* [GESTELLTE AUFGABE A]:
Beantworten Sie anhand des folgenden Textes über die Kirche Notre-Dame in Caudebec-en-Caux diese Fragen:
(i) Seit welchem Jahr ist die Kirche als Monument historique klassifiziert?
(ii) Welche Kirche in Rouen wurde laut der Würdigung zur gleichen Zeit erbaut?
(iii) Wie viele Skulpturen schmückten das Westportal ursprünglich?

* [AUSGEWÄHLTER AUSZUG]:
════════════════════

Notre-Dame (Caudebec-en-Caux)
Die spätgotische Kirche Notre-Dame ist die römisch-katholische Hauptkirche von Caudebec-en-Caux, einem Ortsteil von Rives-en-Seine im Département Seine-Maritime in der Region Normandie. Die Kirche ist bereits seit 1840 als Monument historique klassifiziert.[1]
Würdigung
König Heinrich IV. soll gesagt haben, dass sie eine der schönsten Kirchen Frankreichs sei: „Es ist die schönste Kapelle in meinem Königreich“. Tatsächlich enthält dieses Hauptwerk der Übergangszeit von der Spätgotik in die Frührenaissance kein Querschiff, anders als in Saint-Maclou in Rouen, die zur gleichen Zeit erbaut wurde, das erklärt vielleicht die Bezeichnung „Kapelle“ durch den König.
Architektur
Äußeres
Das Bauwerk ist eine dreischiffige Basilika mit Chorumgang und Kapellenkranz. Die Chorkapellen tragen steile Einzeldächer. Das Mittelschiff wird durch Strebebögen gestützt und trägt einen Dachreiter. Architektonisch fällt auf, dass der Mittelpfeiler im Chorpolygon (ähnlich wie bei St-Maclou in Rouen) in der Achse des Bauwerks steht. Auf der Balustrade des Daches sind in gotischen Buchstaben Verse aus dem Hohenlied „Pulcra es et decora“ (Kapitel 6) eingraviert. Dieser Satz ist auch auf der Galerie des Hauptportals der Kathedrale von Burgos zu finden.
Das Westportal ist fein gearbeitet und mit einer großen Zahl von Skulpturen (ursprünglich 333) geschmückt, die Heilige, aber auch Figuren aus dem täglichen Leben der damaligen Zeit darstellen, darunter einen Louren-Spieler, was eine der seltenen Darstellungen dieses vergessenen sackpfeifenähnlichen Musikinstruments der Normandie ist. Während der Religionskriege wurde die Bauplastik von den Calvinisten beschädigt, und die Brände, die durch die Bombenangriffe vom Juni 1940 entstanden und die umliegenden Häuser (außer im Nordwesten) vernichteten, verursachten weitere Schäden. Die kleinen Figuren an der Südseite der Westfassade wurden in ihrer ursprünglichen Anordnung und ihrem ursprünglichen Aussehen wiederhergestellt.

════════════════════

* [Datensätze zur Koordinatenannotation]:
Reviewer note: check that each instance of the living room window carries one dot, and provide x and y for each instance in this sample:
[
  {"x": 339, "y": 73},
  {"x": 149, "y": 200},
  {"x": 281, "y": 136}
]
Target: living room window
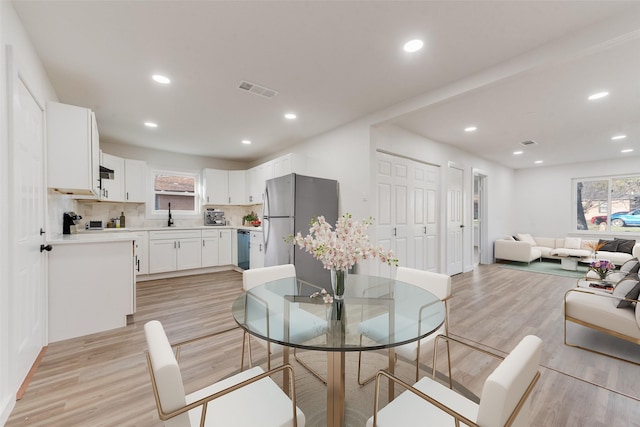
[
  {"x": 179, "y": 189},
  {"x": 608, "y": 204}
]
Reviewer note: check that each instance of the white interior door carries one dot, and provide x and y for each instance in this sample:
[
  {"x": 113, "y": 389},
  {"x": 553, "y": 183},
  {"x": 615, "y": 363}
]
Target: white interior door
[
  {"x": 406, "y": 221},
  {"x": 455, "y": 216},
  {"x": 28, "y": 289}
]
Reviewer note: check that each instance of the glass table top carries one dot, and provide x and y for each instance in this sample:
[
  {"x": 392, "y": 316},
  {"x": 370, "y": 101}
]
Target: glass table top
[{"x": 375, "y": 313}]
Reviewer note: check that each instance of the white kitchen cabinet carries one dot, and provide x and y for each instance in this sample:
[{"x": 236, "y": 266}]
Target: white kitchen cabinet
[
  {"x": 135, "y": 172},
  {"x": 216, "y": 187},
  {"x": 73, "y": 152},
  {"x": 255, "y": 185},
  {"x": 141, "y": 253},
  {"x": 238, "y": 187},
  {"x": 174, "y": 250},
  {"x": 210, "y": 248},
  {"x": 91, "y": 288},
  {"x": 256, "y": 250},
  {"x": 113, "y": 189},
  {"x": 216, "y": 247}
]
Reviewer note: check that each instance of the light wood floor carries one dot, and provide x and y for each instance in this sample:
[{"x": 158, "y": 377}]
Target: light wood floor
[{"x": 102, "y": 380}]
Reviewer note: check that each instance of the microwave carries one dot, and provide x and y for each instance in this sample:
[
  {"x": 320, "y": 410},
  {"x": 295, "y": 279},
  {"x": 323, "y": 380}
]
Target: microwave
[{"x": 94, "y": 225}]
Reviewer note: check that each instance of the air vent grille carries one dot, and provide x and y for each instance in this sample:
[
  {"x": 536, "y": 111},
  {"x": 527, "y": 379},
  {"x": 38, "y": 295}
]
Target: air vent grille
[{"x": 255, "y": 89}]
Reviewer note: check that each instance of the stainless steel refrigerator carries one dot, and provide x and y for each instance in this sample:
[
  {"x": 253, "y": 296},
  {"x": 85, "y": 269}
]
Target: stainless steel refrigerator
[{"x": 290, "y": 202}]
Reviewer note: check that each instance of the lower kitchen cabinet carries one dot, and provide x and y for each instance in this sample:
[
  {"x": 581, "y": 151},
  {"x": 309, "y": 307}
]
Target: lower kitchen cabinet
[
  {"x": 174, "y": 250},
  {"x": 256, "y": 250},
  {"x": 91, "y": 288},
  {"x": 141, "y": 253},
  {"x": 216, "y": 247}
]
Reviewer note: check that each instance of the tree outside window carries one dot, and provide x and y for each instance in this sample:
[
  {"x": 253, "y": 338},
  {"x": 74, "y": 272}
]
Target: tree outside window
[
  {"x": 608, "y": 204},
  {"x": 177, "y": 189}
]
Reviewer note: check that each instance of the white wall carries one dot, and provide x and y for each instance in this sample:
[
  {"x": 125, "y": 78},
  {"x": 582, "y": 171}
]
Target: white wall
[
  {"x": 542, "y": 204},
  {"x": 158, "y": 158},
  {"x": 25, "y": 59}
]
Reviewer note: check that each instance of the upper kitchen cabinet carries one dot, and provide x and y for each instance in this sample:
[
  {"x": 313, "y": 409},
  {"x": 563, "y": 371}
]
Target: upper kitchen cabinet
[
  {"x": 113, "y": 187},
  {"x": 134, "y": 180},
  {"x": 223, "y": 187},
  {"x": 72, "y": 140}
]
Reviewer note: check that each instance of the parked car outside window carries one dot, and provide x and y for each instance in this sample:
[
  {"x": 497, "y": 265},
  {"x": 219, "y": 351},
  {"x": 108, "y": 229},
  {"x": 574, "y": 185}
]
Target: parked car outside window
[
  {"x": 626, "y": 219},
  {"x": 598, "y": 219}
]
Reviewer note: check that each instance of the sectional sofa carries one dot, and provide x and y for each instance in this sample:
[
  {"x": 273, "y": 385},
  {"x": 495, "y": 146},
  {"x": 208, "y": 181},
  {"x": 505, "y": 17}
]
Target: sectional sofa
[{"x": 526, "y": 248}]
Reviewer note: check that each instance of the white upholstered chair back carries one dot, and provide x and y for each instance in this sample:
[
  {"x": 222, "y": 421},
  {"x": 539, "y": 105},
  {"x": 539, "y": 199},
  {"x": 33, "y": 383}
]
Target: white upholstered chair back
[
  {"x": 436, "y": 283},
  {"x": 257, "y": 276},
  {"x": 166, "y": 372},
  {"x": 504, "y": 388}
]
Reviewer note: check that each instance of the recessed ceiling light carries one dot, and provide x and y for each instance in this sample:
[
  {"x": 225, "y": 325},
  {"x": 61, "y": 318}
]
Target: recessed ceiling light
[
  {"x": 598, "y": 95},
  {"x": 413, "y": 46},
  {"x": 161, "y": 79}
]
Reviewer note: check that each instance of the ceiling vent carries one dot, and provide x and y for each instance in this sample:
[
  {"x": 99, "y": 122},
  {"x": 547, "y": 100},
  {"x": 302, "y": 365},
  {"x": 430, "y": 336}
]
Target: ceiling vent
[
  {"x": 527, "y": 143},
  {"x": 255, "y": 89}
]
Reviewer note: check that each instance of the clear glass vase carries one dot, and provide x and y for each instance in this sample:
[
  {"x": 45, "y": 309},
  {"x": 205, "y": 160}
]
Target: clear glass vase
[{"x": 338, "y": 282}]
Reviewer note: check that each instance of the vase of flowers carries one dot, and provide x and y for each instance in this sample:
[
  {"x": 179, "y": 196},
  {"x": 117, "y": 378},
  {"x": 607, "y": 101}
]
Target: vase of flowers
[
  {"x": 338, "y": 281},
  {"x": 340, "y": 248},
  {"x": 602, "y": 267}
]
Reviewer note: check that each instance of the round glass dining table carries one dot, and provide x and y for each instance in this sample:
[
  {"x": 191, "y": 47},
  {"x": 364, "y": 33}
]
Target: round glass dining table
[{"x": 292, "y": 313}]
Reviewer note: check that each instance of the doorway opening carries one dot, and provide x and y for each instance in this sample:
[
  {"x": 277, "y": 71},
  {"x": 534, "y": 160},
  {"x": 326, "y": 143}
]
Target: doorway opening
[{"x": 479, "y": 217}]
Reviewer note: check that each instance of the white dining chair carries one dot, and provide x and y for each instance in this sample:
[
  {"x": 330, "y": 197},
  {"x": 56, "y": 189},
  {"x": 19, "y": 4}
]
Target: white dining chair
[
  {"x": 504, "y": 400},
  {"x": 247, "y": 399},
  {"x": 436, "y": 283},
  {"x": 317, "y": 326}
]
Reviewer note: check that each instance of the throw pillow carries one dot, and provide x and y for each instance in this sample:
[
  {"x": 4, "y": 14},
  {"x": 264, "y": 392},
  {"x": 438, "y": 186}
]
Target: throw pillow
[
  {"x": 625, "y": 246},
  {"x": 526, "y": 238},
  {"x": 631, "y": 266},
  {"x": 627, "y": 287},
  {"x": 608, "y": 245},
  {"x": 572, "y": 242}
]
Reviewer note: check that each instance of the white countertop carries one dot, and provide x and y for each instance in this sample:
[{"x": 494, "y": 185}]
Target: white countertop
[{"x": 119, "y": 234}]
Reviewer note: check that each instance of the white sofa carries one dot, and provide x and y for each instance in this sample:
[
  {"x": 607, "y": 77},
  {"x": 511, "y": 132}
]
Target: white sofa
[{"x": 529, "y": 248}]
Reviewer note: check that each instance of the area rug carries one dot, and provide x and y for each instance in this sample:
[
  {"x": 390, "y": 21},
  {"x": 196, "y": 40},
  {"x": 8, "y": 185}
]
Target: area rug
[{"x": 547, "y": 267}]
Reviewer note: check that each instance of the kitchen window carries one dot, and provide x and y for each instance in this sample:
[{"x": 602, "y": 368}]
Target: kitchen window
[{"x": 179, "y": 189}]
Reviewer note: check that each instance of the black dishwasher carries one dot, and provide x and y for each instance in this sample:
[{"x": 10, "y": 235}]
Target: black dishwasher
[{"x": 243, "y": 249}]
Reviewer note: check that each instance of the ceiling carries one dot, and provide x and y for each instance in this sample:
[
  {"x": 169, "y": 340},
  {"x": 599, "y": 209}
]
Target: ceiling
[{"x": 332, "y": 62}]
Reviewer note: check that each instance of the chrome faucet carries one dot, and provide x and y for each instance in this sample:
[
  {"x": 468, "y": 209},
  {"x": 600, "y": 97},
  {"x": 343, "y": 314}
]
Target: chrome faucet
[{"x": 170, "y": 221}]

════════════════════

* [GESTELLTE AUFGABE B]: Filtern Sie die Datensätze und geben Sie jede Zeile wieder, die die Zeichenfolge „glass“ enthält. Achten Sie dabei auf Groß- und Kleinschreibung.

* [ERGEBNIS A]:
(i) Seit 1840.
(ii) Saint-Maclou.
(iii) 333.

* [ERGEBNIS B]:
Reviewer note: check that each instance of the glass table top carries one dot, and provide x and y for each instance in this sample:
Target: glass table top
Reviewer note: check that each instance of the clear glass vase carries one dot, and provide x and y for each instance in this sample:
Target: clear glass vase
Reviewer note: check that each instance of the round glass dining table carries one dot, and provide x and y for each instance in this sample:
Target: round glass dining table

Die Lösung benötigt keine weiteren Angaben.